▶ Excerpt to read:

Wednesday, September 21, 2011

A free choice to make the 'right' decision?

Remember Sophie Bridger, the young Liberal Democrat candidate in the Inverclyde by-election who made the soon-to-be-MP for the constituency look about two feet tall in one of the TV debates? Well, I just happened to stumble across a blogpost of hers from a few weeks ago, on the subject of the Icelandic bans on strip clubs and the purchase of sex -

“'I guess the men of Iceland will just have to get used to the idea that women are not for sale.' It’s hard not to be won over by such emotive words from Guðrún Jónsdóttir of Stígamót, an Icelandic campaigning organisation against sex work. I would love to live in a country without strip clubs, lapdancing or prostitution...

Nevertheless, there can be no doubt that legislation of this nature is illiberal. Whose rights are being infringed by a cheap lapdance? Not the buyer – he’s paying for a service. If the lapdancer is providing that service willingly, and not being coerced into her work, then she’s not having her rights infringed either. There are sex workers who do it because they enjoy it – not because they are being coerced, or to pay for a drug habit. So why should we prevent them from doing their work?

It’s not that simple, of course. People are being forced into prostitution, through trafficking and addiction and that is not acceptable. But criminalising prostitution will just push it underground, putting already vulnerable sex workers in danger...

...Liberalism means letting people make their own decisions. All we can do is ensure that those who engage in sex work do it because they want to, not because they have to. I hope that one day, I will live in a society without prostitution – not because it is illegal, but because women have decided that they are not for sale."

▶ Extracted data:
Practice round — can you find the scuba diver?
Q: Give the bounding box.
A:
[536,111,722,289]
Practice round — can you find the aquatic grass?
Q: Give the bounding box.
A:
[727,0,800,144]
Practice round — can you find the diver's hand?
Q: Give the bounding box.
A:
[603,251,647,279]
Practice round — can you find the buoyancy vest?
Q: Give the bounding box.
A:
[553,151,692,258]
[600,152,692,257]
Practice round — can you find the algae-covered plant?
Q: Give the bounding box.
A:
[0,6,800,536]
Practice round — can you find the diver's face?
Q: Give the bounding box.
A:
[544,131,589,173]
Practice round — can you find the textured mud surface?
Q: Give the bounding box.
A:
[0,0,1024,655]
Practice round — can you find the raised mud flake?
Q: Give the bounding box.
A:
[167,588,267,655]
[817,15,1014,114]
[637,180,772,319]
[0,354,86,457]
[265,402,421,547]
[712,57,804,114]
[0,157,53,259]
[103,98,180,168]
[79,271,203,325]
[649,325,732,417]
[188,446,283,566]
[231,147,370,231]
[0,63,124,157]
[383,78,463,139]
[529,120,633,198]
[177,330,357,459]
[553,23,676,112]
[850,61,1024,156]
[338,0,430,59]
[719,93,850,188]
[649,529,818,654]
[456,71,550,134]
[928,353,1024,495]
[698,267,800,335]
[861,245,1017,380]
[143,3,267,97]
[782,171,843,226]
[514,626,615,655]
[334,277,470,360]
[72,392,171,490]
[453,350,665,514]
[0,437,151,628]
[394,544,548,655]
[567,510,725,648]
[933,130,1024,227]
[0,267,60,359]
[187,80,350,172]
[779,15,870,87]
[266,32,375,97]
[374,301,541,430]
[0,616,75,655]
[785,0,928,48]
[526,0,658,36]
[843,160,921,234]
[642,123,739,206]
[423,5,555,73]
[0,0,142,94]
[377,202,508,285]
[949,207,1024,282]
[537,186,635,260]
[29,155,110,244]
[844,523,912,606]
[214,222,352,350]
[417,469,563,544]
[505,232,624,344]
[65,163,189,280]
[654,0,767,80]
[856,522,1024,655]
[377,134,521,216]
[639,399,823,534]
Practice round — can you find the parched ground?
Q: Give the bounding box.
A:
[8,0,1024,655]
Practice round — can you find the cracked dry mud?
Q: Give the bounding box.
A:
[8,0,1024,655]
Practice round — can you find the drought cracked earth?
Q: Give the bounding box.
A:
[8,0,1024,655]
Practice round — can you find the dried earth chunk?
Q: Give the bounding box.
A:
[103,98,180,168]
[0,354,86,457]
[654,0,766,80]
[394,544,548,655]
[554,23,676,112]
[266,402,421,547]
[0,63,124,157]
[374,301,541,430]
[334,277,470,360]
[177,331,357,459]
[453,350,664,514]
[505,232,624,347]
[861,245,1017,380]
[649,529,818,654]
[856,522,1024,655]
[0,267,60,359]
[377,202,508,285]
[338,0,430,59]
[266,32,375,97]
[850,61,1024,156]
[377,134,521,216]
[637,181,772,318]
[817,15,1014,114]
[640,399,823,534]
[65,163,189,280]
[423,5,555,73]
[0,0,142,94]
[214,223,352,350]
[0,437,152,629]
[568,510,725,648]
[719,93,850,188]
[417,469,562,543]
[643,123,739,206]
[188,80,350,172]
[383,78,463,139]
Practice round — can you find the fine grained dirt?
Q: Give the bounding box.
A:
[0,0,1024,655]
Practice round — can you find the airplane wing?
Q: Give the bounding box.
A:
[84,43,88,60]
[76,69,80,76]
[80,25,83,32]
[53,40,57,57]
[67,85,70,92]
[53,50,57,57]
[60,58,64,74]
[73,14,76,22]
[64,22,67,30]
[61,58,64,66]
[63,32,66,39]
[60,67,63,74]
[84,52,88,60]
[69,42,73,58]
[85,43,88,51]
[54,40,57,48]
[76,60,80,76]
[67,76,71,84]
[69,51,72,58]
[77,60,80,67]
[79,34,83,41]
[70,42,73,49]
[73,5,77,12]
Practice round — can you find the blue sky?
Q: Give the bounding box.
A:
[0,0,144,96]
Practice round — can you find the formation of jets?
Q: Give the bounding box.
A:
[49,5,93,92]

▶ Exercise task: From the blog post on the Icelandic bans on strip clubs and paid sex, reproduce word for word the passage that opens with the words containing "Remember Sophie Bridger, the" and closes with "lapdancing or prostitution...".

▶ Completed exercise:
Remember Sophie Bridger, the young Liberal Democrat candidate in the Inverclyde by-election who made the soon-to-be-MP for the constituency look about two feet tall in one of the TV debates? Well, I just happened to stumble across a blogpost of hers from a few weeks ago, on the subject of the Icelandic bans on strip clubs and the purchase of sex -

“'I guess the men of Iceland will just have to get used to the idea that women are not for sale.' It’s hard not to be won over by such emotive words from Guðrún Jónsdóttir of Stígamót, an Icelandic campaigning organisation against sex work. I would love to live in a country without strip clubs, lapdancing or prostitution...